> _What the task asks_
Take the records below and set them down exactly, so that every line matches the original.

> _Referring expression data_
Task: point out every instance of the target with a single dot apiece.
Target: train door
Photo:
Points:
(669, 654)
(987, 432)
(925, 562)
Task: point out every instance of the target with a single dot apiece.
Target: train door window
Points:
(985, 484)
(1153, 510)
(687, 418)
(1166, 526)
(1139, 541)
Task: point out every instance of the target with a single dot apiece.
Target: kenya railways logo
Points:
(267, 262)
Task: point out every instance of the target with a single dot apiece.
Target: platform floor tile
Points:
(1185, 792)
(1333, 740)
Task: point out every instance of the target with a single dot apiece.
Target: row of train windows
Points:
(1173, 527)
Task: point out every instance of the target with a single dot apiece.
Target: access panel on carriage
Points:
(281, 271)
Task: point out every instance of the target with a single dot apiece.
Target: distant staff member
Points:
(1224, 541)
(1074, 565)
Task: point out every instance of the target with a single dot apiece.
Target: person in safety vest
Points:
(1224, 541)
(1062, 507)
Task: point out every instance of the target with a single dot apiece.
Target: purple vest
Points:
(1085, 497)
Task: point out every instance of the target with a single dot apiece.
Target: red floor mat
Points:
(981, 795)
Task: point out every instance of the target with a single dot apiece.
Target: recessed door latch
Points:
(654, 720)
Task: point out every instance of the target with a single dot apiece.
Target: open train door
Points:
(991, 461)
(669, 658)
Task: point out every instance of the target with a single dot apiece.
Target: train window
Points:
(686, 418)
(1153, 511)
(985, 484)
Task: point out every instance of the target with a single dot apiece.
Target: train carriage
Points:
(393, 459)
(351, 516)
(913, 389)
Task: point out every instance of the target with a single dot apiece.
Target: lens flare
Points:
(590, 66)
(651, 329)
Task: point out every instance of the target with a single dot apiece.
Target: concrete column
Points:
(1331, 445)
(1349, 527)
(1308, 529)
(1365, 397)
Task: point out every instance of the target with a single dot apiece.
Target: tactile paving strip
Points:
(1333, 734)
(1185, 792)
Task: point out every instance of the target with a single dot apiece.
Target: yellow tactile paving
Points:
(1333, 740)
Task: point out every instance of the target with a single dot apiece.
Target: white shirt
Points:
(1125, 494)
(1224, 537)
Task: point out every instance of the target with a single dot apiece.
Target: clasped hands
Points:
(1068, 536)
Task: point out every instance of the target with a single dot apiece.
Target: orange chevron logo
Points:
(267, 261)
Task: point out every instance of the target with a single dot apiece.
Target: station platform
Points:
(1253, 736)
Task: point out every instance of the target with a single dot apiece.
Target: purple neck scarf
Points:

> _Result_
Task: point out every instance of the target with a single dot apiece.
Target: train door
Photo:
Points:
(669, 654)
(987, 432)
(925, 562)
Task: point out every instance of the target with a single dot apiece.
Target: train door window
Points:
(985, 484)
(1153, 510)
(687, 418)
(1166, 526)
(1139, 541)
Task: point out every instance of the target with a single dot apiece.
Target: kenya railways logo
Points:
(267, 262)
Task: point out every instance of the target with a single dot apiece.
Target: platform floor tile
Points:
(1185, 792)
(1333, 740)
Task: point out every instance of the target with a single dot apiece.
Target: row of train windows
Points:
(1173, 527)
Task: point out every instance of the target with a single dot apiece.
Target: access panel on carriage
Points:
(281, 271)
Task: point out every instance of the target with a single dot apiece.
Target: distant staff member
Points:
(1224, 541)
(1074, 565)
Task: point out every instance of the target with a single dot apiece.
Target: person in safety vest
Points:
(1224, 541)
(1062, 507)
Task: point out every instance of the target with a single dot apiece.
Target: purple vest
Points:
(1085, 497)
Task: point out every instance of the target with a single dot apiece.
Target: red floor mat
Points:
(981, 795)
Task: point out every instance of the target with a single dot apiece.
Target: recessed door latch
Points:
(654, 720)
Task: point out every instance of the target with a single dot apiece.
Target: open train door
Points:
(991, 461)
(669, 658)
Task: point out every instance of the target with a single dot apiece.
Target: train window
Points:
(686, 418)
(1153, 511)
(985, 484)
Task: point out every instance of the target with a single dot apiece.
Target: train carriage
Points:
(393, 459)
(351, 516)
(913, 389)
Task: point out every instance of the target with a single dot apiece.
Target: lens flare
Points:
(590, 66)
(651, 329)
Task: point out every instance of the target with a single dot apiece.
Target: concrete column
Points:
(1331, 445)
(1349, 527)
(1308, 529)
(1365, 397)
Task: point out every instance of the target with a single dot apiece.
Target: tactile paving strip
Points:
(1333, 734)
(1185, 792)
Task: point out every instance of the target with a single dot apiece.
Target: yellow tactile paving
Points:
(1333, 740)
Task: point out every instance of the target with a single dot apiece.
Target: white shirt
Points:
(1125, 494)
(1224, 537)
Task: point out every instance of the target with a single dot apiece.
Target: clasped hands
Points:
(1068, 536)
Task: point out every instance of the target with a single dot apiece.
Target: orange chevron logo
Points:
(267, 261)
Task: point out every instance of the target with a single dot apiece.
Target: station platform
Points:
(1253, 736)
Task: point out every instance of the target with a single dot apiece.
Target: purple neck scarf
Points:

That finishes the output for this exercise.